What is needed:
Reproduce the material below line for line and word for word, leaving out the pictures.

Data provided:

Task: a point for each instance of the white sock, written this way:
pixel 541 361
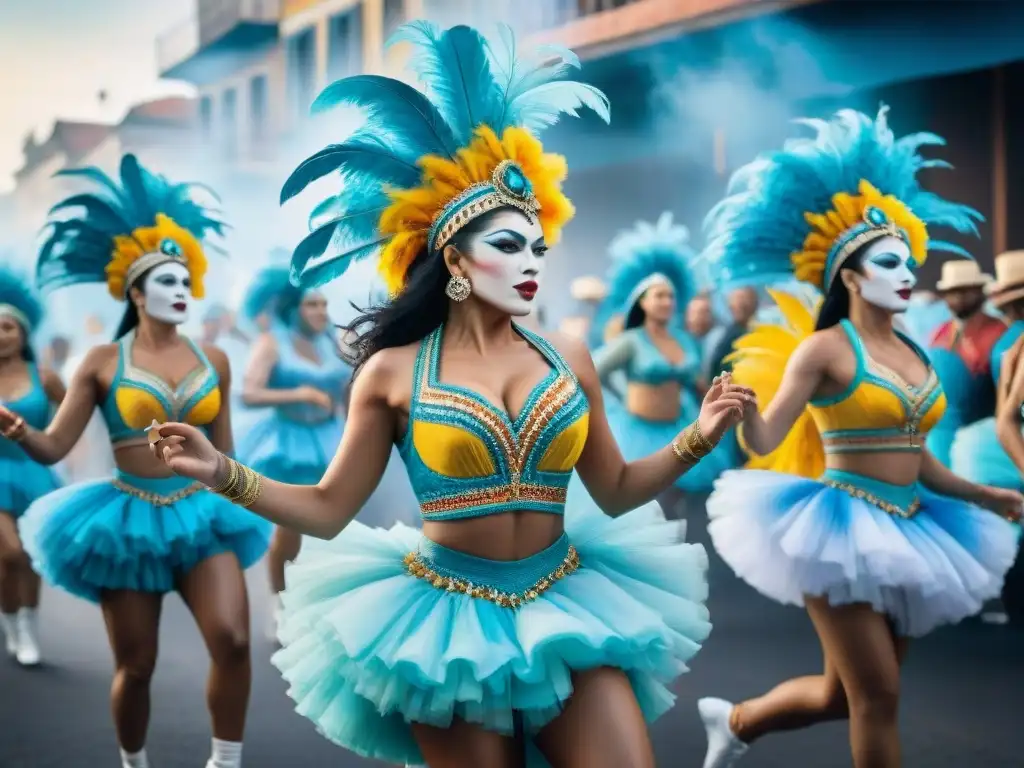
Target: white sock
pixel 225 755
pixel 134 759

Final result:
Task: a point for each instance of the white sock, written this way:
pixel 541 361
Target: white sock
pixel 225 755
pixel 134 759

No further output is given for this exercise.